— Start of Source extract —

2-½ tablespoon each of sunflower seeds, pumpkin seeds, sesame seeds, poppy seeds and flax seeds.

1 teaspoon fennel seeds

1-3/4 cup spelt flour

2 cups unbleached all-purpose flour

2 teaspoons baking soda

1 teaspoon fine grain sea salt

1-3/4 cup buttermilk

a bit of extra buttermilk or milk

Preheat your oven to 400 degrees F. Place a rack in the center of the oven. In a small bowl combine all the seeds and set aside.

Sift the flours, baking soda and salt into a large mixing bowl. Stir in all but 2 tablespoons of the seeds. Make a well in the flour, pour in the buttermilk and stir until the dough just comes together. If you need to add an extra splash of buttermilk because the dough is too dry, you can. As Hugh says, “Tip the dough out onto a lightly floured work surface and knead lightly for about a minute, just long enough to pull it together into a loose ball but no longer- you need to get into in the oven while the baking is still doing its stuff.”

— End of Source extract —
— Start of Stored rows —

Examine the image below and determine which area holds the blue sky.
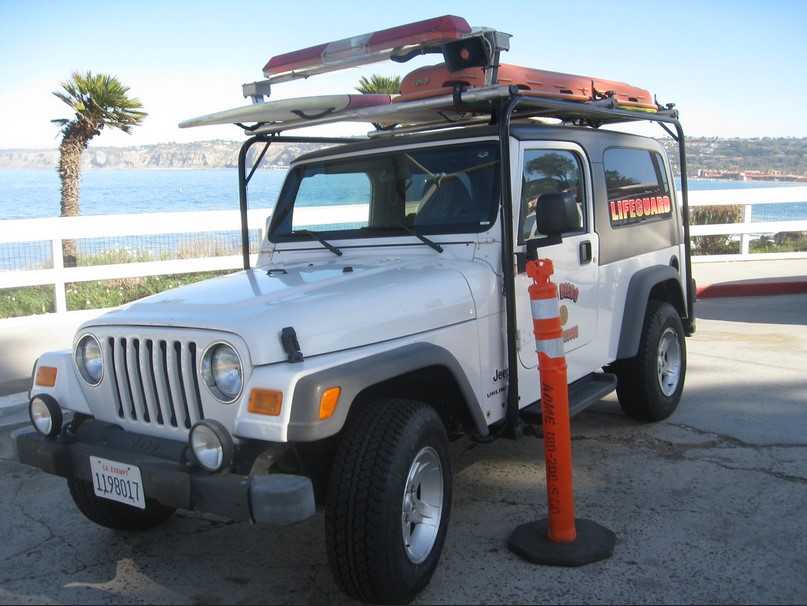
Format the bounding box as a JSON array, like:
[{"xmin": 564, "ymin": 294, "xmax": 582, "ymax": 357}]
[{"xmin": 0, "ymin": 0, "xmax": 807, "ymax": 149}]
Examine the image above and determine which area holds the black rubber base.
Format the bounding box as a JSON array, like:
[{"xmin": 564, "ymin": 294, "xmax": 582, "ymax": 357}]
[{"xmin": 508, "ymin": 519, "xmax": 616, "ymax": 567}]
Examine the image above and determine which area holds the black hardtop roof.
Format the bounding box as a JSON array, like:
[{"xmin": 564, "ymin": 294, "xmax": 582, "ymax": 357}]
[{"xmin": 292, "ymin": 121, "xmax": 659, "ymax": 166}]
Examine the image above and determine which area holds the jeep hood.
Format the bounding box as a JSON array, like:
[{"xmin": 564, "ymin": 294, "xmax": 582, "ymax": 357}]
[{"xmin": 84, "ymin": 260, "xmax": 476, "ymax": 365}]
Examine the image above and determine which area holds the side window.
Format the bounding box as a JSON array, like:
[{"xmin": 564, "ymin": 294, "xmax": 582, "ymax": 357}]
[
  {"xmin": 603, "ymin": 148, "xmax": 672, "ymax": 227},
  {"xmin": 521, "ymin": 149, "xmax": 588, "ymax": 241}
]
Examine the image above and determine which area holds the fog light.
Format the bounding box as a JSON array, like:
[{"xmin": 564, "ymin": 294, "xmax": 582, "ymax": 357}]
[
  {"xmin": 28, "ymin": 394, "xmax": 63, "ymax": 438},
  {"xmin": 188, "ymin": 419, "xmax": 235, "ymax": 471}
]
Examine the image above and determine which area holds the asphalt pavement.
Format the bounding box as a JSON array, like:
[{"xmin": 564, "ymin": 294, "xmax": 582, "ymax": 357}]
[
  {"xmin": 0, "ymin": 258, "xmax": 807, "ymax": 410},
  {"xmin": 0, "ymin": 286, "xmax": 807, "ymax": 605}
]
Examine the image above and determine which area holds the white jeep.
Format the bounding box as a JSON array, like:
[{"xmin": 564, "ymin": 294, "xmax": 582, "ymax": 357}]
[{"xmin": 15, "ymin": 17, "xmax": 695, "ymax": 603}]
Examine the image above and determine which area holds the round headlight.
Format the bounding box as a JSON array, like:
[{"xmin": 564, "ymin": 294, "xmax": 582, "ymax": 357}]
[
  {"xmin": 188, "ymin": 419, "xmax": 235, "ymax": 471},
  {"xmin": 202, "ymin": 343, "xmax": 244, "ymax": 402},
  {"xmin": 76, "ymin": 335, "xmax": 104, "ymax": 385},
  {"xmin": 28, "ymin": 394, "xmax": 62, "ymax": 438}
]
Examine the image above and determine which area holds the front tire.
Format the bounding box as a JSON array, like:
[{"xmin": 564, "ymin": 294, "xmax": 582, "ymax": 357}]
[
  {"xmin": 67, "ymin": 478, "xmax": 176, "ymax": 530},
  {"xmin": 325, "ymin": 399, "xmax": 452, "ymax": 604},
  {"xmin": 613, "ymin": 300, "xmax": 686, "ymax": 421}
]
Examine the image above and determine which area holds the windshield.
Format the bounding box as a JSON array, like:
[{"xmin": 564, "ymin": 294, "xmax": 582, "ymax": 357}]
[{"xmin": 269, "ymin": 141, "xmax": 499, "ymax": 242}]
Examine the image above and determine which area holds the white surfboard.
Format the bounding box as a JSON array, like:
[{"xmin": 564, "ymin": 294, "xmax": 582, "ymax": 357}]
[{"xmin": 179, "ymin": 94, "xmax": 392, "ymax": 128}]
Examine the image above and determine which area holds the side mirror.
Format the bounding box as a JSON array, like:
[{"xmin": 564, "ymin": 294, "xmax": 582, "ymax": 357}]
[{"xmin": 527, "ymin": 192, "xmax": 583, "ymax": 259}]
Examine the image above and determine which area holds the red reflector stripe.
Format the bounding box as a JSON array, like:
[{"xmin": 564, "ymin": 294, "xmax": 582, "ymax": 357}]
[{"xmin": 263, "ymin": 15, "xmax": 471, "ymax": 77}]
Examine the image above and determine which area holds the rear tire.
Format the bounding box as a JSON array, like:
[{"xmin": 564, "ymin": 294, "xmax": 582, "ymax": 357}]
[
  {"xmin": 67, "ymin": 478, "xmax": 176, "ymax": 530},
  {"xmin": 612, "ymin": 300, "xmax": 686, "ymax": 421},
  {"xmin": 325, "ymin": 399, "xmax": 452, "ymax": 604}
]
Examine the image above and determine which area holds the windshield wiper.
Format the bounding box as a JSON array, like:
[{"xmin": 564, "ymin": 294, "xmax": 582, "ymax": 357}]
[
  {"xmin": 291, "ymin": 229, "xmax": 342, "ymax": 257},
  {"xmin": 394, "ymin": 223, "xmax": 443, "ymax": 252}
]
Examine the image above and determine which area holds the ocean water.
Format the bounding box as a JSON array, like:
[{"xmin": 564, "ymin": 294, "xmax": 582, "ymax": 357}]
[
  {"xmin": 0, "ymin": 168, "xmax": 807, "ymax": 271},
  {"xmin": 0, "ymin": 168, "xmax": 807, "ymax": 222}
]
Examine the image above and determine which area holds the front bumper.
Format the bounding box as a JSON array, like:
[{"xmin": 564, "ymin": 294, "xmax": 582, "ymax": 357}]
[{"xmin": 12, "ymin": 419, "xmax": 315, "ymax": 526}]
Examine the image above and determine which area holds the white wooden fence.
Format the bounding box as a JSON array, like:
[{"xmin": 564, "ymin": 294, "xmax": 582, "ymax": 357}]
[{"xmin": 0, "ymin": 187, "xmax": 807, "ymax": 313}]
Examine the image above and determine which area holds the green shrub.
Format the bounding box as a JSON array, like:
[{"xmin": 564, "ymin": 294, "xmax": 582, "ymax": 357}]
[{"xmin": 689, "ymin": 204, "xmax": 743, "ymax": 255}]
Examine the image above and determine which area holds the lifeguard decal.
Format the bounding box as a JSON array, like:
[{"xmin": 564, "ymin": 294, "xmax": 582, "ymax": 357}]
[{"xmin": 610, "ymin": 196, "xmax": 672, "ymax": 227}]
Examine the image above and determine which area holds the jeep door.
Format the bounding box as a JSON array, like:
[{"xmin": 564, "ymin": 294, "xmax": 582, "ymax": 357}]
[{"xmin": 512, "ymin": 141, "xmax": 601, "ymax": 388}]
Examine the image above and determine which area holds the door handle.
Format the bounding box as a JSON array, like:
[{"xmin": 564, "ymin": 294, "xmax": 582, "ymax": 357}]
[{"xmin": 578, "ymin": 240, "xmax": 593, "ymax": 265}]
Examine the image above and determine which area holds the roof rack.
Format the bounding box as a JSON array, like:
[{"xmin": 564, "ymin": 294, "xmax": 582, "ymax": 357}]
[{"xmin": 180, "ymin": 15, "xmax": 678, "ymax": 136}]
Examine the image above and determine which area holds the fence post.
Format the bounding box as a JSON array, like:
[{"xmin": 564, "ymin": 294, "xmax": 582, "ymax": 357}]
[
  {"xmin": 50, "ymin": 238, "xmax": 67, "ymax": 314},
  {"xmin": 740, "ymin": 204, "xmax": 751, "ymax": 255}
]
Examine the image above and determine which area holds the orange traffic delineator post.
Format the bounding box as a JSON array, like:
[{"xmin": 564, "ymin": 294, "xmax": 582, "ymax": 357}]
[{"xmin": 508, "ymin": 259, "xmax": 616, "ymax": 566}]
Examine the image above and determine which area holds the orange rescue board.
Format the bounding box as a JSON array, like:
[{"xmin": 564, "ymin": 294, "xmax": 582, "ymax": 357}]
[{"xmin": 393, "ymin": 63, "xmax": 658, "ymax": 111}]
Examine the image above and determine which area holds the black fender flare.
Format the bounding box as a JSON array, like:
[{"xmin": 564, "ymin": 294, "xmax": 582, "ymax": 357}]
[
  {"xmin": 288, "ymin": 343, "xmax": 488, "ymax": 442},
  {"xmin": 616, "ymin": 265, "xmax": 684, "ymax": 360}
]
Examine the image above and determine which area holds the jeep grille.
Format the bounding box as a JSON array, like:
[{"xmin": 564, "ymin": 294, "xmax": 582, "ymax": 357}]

— End of Stored rows —

#### Aim A:
List every kind of seed that the seeded bread recipe calls for.
#### Aim B:
Resume the seeded bread recipe from where it stops.

#### Expected output A:
Sunflower seeds, pumpkin seeds, sesame seeds, poppy seeds, flax seeds, fennel seeds

#### Expected output B:
Place the dough on a lightly floured baking sheet and mark it with a deep cross across the top, cutting two-thirds of the way through the loaf with a serrated knife. Brush with buttermilk and sprinkle with the remaining seeds, making sure that plenty of seeds make it down into the cracks. Bake for 35-40 minutes, or until the bread is golden crusted on top and bottom (you may want to move the oven rack up for the last 15 minutes if you need more color on the top of the loaf.) Cool on a wire rack.

Makes a single loaf.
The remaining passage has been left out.